(Extracted data entries)
--

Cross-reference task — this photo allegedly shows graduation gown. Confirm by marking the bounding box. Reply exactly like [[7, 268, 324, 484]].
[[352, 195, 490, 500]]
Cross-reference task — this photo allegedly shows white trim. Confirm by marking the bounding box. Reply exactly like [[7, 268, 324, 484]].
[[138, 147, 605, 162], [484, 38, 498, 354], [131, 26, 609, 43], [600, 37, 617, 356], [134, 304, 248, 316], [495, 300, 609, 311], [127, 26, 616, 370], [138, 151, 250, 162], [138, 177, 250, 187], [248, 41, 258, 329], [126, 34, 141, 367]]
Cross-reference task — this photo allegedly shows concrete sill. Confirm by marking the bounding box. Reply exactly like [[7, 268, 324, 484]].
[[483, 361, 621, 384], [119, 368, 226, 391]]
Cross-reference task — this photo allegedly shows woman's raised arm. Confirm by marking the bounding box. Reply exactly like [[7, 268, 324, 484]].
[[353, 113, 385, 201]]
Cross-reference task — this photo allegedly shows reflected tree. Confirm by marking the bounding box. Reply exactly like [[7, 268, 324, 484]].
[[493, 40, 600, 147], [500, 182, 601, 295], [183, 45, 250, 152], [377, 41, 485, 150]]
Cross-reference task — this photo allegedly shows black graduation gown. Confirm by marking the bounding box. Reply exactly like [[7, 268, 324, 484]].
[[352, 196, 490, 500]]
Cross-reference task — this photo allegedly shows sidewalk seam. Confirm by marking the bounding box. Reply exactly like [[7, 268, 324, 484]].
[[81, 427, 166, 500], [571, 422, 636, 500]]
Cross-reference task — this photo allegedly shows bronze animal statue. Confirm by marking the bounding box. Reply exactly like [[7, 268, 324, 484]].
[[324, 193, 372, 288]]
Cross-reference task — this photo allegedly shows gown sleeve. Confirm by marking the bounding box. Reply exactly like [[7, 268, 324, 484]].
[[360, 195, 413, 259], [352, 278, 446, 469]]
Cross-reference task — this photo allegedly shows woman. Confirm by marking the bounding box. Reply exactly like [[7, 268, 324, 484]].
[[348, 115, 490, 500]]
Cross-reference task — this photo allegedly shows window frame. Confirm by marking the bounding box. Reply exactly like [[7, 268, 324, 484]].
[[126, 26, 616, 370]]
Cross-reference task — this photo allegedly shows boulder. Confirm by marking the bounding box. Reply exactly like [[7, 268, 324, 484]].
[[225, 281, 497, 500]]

--

- Task brief
Shift the bounding box coordinates by adding 104 to every number in the answers, and rewrite the lines starting at the beginning of the records and ending at the line containing "[[352, 195, 490, 500]]", with the requests included. Give only those lines.

- Written solution
Cross-reference task — this photo allegedly shows graduation gown. Confirm by marking the bounding box. Reply exactly like [[7, 268, 324, 484]].
[[456, 299, 594, 604]]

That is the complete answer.